┌─ ENTRIES PROVIDED

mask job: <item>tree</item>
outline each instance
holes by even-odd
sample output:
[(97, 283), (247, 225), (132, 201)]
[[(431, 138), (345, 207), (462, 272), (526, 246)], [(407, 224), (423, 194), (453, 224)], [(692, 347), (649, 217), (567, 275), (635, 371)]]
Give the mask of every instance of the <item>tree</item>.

└─

▶ **HOW TO COMPLETE THIS TASK**: Each record above must be given again exactly.

▶ **COMPLETED EXERCISE**:
mask job: <item>tree</item>
outline each instance
holes by even-odd
sample output:
[(97, 283), (247, 225), (132, 201)]
[[(431, 138), (345, 207), (462, 272), (526, 246)], [(407, 224), (423, 194), (453, 224)], [(692, 347), (649, 217), (567, 275), (635, 371)]]
Give the mask of every instance of the <item>tree</item>.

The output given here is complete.